_GIVEN REQUEST_:
Copy out every line of the data below word for word, leaving out the pictures.
[START LISTED RECORDS]
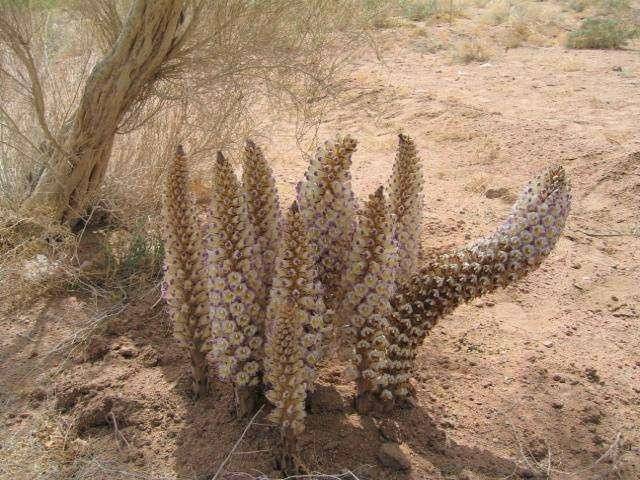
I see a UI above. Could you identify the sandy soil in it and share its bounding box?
[0,11,640,480]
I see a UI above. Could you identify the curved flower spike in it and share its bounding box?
[380,167,571,408]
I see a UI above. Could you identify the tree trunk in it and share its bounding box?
[23,0,185,222]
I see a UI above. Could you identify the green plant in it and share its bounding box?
[567,18,640,49]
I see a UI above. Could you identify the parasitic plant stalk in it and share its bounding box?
[343,187,397,413]
[265,303,308,474]
[163,146,211,397]
[268,201,330,391]
[389,134,423,283]
[380,167,571,405]
[242,140,280,299]
[208,152,265,417]
[298,136,357,309]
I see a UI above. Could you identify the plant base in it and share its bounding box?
[275,439,310,477]
[234,387,260,418]
[189,349,209,399]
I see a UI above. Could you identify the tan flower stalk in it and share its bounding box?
[265,303,308,470]
[298,136,357,308]
[380,167,571,401]
[163,146,211,396]
[343,187,397,413]
[242,140,279,292]
[389,135,423,283]
[208,152,264,416]
[268,201,329,390]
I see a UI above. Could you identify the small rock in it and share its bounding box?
[378,418,402,443]
[484,187,509,199]
[83,337,109,362]
[118,343,138,358]
[55,385,89,412]
[139,345,160,367]
[378,442,411,471]
[518,467,536,478]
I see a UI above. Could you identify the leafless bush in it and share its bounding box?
[0,0,365,304]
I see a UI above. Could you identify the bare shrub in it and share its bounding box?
[567,18,640,49]
[0,0,368,304]
[0,0,368,227]
[453,37,493,63]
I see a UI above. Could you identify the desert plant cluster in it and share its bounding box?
[165,135,570,465]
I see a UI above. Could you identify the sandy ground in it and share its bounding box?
[0,10,640,480]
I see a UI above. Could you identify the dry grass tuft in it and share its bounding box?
[453,37,493,64]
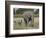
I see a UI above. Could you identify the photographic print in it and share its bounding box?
[13,8,39,30]
[5,1,45,37]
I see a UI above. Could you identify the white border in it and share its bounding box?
[10,5,42,34]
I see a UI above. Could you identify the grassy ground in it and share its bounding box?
[14,17,39,30]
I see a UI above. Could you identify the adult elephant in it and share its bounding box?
[24,16,32,26]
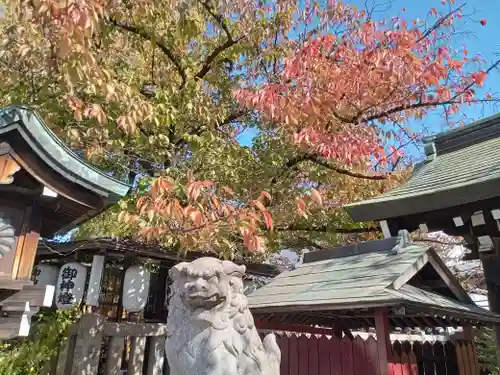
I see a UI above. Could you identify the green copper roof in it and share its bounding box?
[0,106,130,203]
[345,114,500,221]
[248,241,500,322]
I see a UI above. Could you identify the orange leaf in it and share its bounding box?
[311,188,323,207]
[297,199,307,218]
[190,210,203,227]
[262,211,274,231]
[210,195,223,215]
[187,181,201,201]
[222,186,234,195]
[257,191,273,203]
[252,201,266,211]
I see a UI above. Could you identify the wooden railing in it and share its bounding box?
[48,314,169,375]
[43,314,479,375]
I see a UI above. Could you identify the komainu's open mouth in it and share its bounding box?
[183,293,226,308]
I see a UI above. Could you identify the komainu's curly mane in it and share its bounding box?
[165,258,281,375]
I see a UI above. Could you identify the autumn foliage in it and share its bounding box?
[235,2,486,165]
[0,0,498,256]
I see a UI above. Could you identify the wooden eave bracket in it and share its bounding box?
[0,285,55,340]
[0,154,21,185]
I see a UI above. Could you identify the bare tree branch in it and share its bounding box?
[194,0,246,79]
[108,17,187,89]
[194,36,245,79]
[275,223,380,234]
[285,153,390,180]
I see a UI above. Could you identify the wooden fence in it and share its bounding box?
[278,334,479,375]
[47,314,479,375]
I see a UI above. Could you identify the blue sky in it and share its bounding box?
[238,0,500,157]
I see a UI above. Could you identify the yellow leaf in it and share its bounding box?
[252,201,266,211]
[311,188,323,207]
[262,211,274,231]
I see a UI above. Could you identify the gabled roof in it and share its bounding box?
[345,114,500,221]
[0,106,130,237]
[0,105,130,201]
[249,238,500,326]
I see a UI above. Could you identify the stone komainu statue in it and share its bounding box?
[165,258,281,375]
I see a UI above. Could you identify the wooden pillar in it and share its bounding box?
[12,199,42,280]
[147,336,165,375]
[375,308,392,375]
[106,336,125,375]
[462,323,474,342]
[481,254,500,365]
[85,255,105,312]
[71,314,105,375]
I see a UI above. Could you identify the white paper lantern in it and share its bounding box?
[56,263,87,309]
[123,266,151,312]
[33,264,59,286]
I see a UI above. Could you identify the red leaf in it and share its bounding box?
[311,188,323,207]
[262,211,274,231]
[257,191,273,202]
[472,72,487,86]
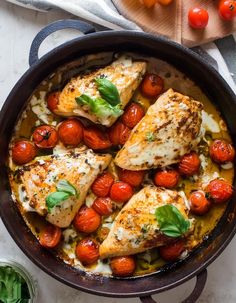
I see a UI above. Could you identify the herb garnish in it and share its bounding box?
[155,204,190,238]
[46,180,79,213]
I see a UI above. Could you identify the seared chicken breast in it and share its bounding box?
[16,150,111,228]
[55,58,146,126]
[99,185,188,259]
[115,89,203,170]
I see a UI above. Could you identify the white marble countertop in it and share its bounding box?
[0,0,236,303]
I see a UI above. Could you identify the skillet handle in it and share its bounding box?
[29,19,95,66]
[140,269,207,303]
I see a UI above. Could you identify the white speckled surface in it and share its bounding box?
[0,0,236,303]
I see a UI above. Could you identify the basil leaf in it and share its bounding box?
[57,180,77,196]
[155,204,190,238]
[46,191,72,213]
[95,78,120,106]
[75,94,123,118]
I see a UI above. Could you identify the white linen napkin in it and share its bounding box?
[7,0,236,93]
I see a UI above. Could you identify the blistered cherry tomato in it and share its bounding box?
[91,172,114,197]
[141,74,164,98]
[210,140,235,163]
[32,125,58,148]
[92,197,113,216]
[154,169,180,188]
[47,92,60,112]
[109,121,131,145]
[110,181,133,203]
[188,7,209,29]
[11,140,36,165]
[110,256,136,277]
[219,0,236,21]
[189,190,211,216]
[39,225,62,248]
[58,119,83,146]
[84,126,112,150]
[159,239,185,261]
[122,103,145,128]
[206,179,233,204]
[179,152,201,176]
[75,238,99,265]
[73,206,101,234]
[119,169,145,187]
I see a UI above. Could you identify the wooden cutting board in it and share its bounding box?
[113,0,236,47]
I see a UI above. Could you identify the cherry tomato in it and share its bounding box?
[32,125,58,148]
[219,0,236,21]
[189,190,211,216]
[122,103,145,128]
[47,92,60,112]
[210,140,235,163]
[92,197,113,216]
[141,74,164,98]
[179,152,201,176]
[91,172,114,197]
[110,181,133,203]
[206,179,233,204]
[58,119,83,146]
[110,256,136,277]
[159,239,185,261]
[109,121,131,145]
[154,169,180,188]
[12,140,36,165]
[73,206,101,234]
[75,238,99,265]
[143,0,157,8]
[39,225,62,248]
[119,169,145,187]
[188,7,209,29]
[84,126,112,150]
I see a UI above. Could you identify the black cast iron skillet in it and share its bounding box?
[0,20,236,303]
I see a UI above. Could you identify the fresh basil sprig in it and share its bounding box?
[155,204,190,238]
[95,78,120,106]
[46,180,79,213]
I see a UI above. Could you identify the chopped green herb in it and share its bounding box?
[155,204,190,238]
[END LISTED RECORDS]
_EXERCISE RESULT_:
I see a UI above. Could you identify the sandy soil in it and share its bounding box?
[0,11,640,480]
I see a UI above. Could you identify the curved flower spike in it and share its bounding box?
[380,167,571,408]
I see a UI above. Could you identify the tree trunk in it and share its bounding box?
[23,0,185,222]
I see a UI above. Could you identify the green plant in it and share its bounding box?
[567,18,640,49]
I see a UI above. Could you identify the parasitic plant stalk in it and share its bounding box?
[343,187,397,413]
[265,303,308,474]
[163,146,211,397]
[268,201,330,391]
[389,134,423,283]
[380,167,571,405]
[242,140,280,299]
[208,152,265,417]
[298,136,357,309]
I see a UI above. Could you identify the plant base in it and share its bounding box?
[275,439,310,477]
[234,387,260,418]
[189,349,209,399]
I see a UI above. Could you identify the tan flower stalk in it and share its bounding box?
[265,303,308,470]
[298,136,357,308]
[380,167,571,401]
[163,146,211,396]
[343,187,397,413]
[242,140,279,292]
[389,135,423,283]
[208,152,264,416]
[268,201,329,390]
I see a UI above. Could you identify the small rock in it and share its bounding box?
[378,418,402,443]
[484,187,509,199]
[83,337,109,362]
[118,343,138,358]
[55,385,89,412]
[139,345,160,367]
[378,442,411,471]
[518,467,536,478]
I see a UI above. Could you identify the leafless bush in it and share its bounding box?
[0,0,365,304]
I see a UI above. Could you identify the bare shrub in it and share its bounding box?
[567,18,640,49]
[0,0,368,304]
[0,0,368,227]
[453,37,493,63]
I see a UI above. Could you identify the desert plant cluster in it and share its bounding box?
[165,135,570,465]
I see a UI above. Could you identify the sandy ground in it and share its bounding box?
[0,10,640,480]
I see a UI above. Could you identify the dry grass tuft in it and share its bounding box?
[453,37,493,64]
I see a UI above. Could you identify the photographic print in it and share its bounding box?
[13,8,39,30]
[5,1,45,37]
I see a UI above. Could you identify the white border in it and share its bounding box?
[10,5,42,34]
I see a UI above. Could you identify the grassy ground in it and share its bounding box?
[14,17,39,30]
I see a UI above. Could you identify the adult elephant in it and share its bounding box?
[24,16,32,26]
I see a UI above. Could you identify the green copper roof in it and share its bounding box?
[0,106,130,203]
[345,114,500,221]
[248,241,500,322]
I see a UI above. Could you identify the orange leaf in it and share its bounding box?
[311,188,323,207]
[297,199,307,218]
[190,210,203,227]
[262,211,274,231]
[210,195,223,215]
[187,181,201,201]
[222,186,234,195]
[257,191,273,203]
[252,201,266,211]
I see a UI above. Could you identify the wooden railing in it and share its bounding box?
[48,314,169,375]
[43,314,479,375]
I see a UI above. Could you identify the komainu's open mouth in it and share its bounding box?
[183,293,226,308]
I see a UI above. Could you identify the komainu's curly mane in it and share its bounding box?
[165,258,281,375]
I see a UI above. Could you identify the autumn foliage in it and share its bounding box?
[235,2,486,165]
[0,0,498,256]
I see a UI above. Could you identify the wooden eave bracket in it and share its bounding box?
[0,285,55,340]
[0,154,21,185]
I see a UI above. Could you identify the bare tree branch in it and share its bounding box?
[194,0,246,79]
[108,17,187,89]
[194,36,245,79]
[275,223,380,234]
[285,153,390,180]
I see a UI above. Could you identify the wooden fence in it and share its bounding box?
[278,334,479,375]
[47,314,479,375]
I see a UI above. Could you identify the blue sky in it and share its bounding box?
[238,0,500,157]
I see a UI above. Could you identify the yellow leaf in it and share its bounding box?
[252,201,266,211]
[311,188,323,207]
[262,211,274,231]
I see a UI above. Could you identify the gabled roof in it and share its bounding box?
[345,114,500,221]
[0,106,130,237]
[0,105,130,201]
[249,238,500,326]
I see a UI above. Could you identify the stone komainu statue in it and share its bounding box?
[165,258,281,375]
I see a UI above. Could you identify the wooden pillar in it and share its bounding box?
[12,199,42,280]
[147,336,165,375]
[375,308,392,375]
[106,336,125,375]
[462,323,474,342]
[481,254,500,365]
[85,255,105,312]
[71,314,105,375]
I see a UI above. Could you identify the white paper lantern in it and share its bounding box?
[56,263,87,309]
[123,266,151,312]
[33,264,59,286]
I see a UI above. Could you identify the red leaf in it and share its bounding box?
[311,188,323,207]
[262,211,274,231]
[257,191,273,202]
[472,72,487,86]
I see a UI above. Could you identify the herb garnish in it and share its bounding box?
[155,204,190,238]
[46,180,79,213]
I see a UI above. Could you identify the seared chicken breast in it and share its bounding box?
[16,150,111,228]
[55,58,146,126]
[99,185,188,259]
[115,89,203,170]
I see a UI above. Could you identify the white marble countertop in it and share its bounding box?
[0,0,236,303]
I see a UI above. Could you identify the skillet handle in it and share its bounding box?
[29,19,95,66]
[140,269,207,303]
I see a UI above. Could you identify the white speckled surface in it and share its bounding box?
[0,0,236,303]
I see a UI above. Could you identify the basil leaf in it and share its bounding box?
[57,180,77,196]
[155,204,190,238]
[46,191,72,213]
[95,78,120,106]
[75,94,123,118]
I see a UI above. Could you identify the white linen napkin in it and share its bounding box?
[7,0,236,93]
I see a UI above. Could you identify the blistered cherry tomato in it and share its bounding box?
[91,172,114,197]
[141,74,164,98]
[210,140,235,163]
[32,125,58,148]
[92,197,113,216]
[154,169,180,188]
[47,92,60,112]
[109,121,131,145]
[110,181,133,203]
[188,7,209,29]
[11,140,36,165]
[110,256,136,277]
[219,0,236,21]
[189,190,211,216]
[39,225,62,248]
[58,119,83,146]
[84,126,112,150]
[159,239,185,261]
[122,103,145,128]
[206,179,233,204]
[179,152,201,176]
[75,238,99,265]
[73,206,101,234]
[119,169,145,187]
I see a UI above. Could you identify the wooden cutting board in it and share its bounding box?
[113,0,236,47]
I see a UI above. Could you identify the cherry tomato in it and share its bounding box?
[32,125,58,148]
[219,0,236,21]
[189,190,211,216]
[122,103,145,128]
[47,92,60,112]
[210,140,235,163]
[92,197,113,216]
[141,74,164,98]
[179,152,201,176]
[91,172,114,197]
[110,181,133,203]
[206,179,233,204]
[58,119,83,146]
[110,256,136,277]
[159,239,185,261]
[109,121,131,145]
[154,169,180,188]
[12,140,36,165]
[73,206,101,234]
[75,238,99,265]
[143,0,157,8]
[39,225,62,248]
[119,169,145,187]
[188,7,209,29]
[84,126,112,150]
I see a UI above. Could you identify the black cast iron skillet in it and share its bounding box?
[0,20,236,303]
I see a UI above. Could you identify the fresh basil sprig in it and share its bounding box?
[155,204,190,238]
[95,78,120,106]
[46,180,79,213]
I see a UI above. Could you identify the chopped green herb in it and share its bounding box?
[155,204,190,238]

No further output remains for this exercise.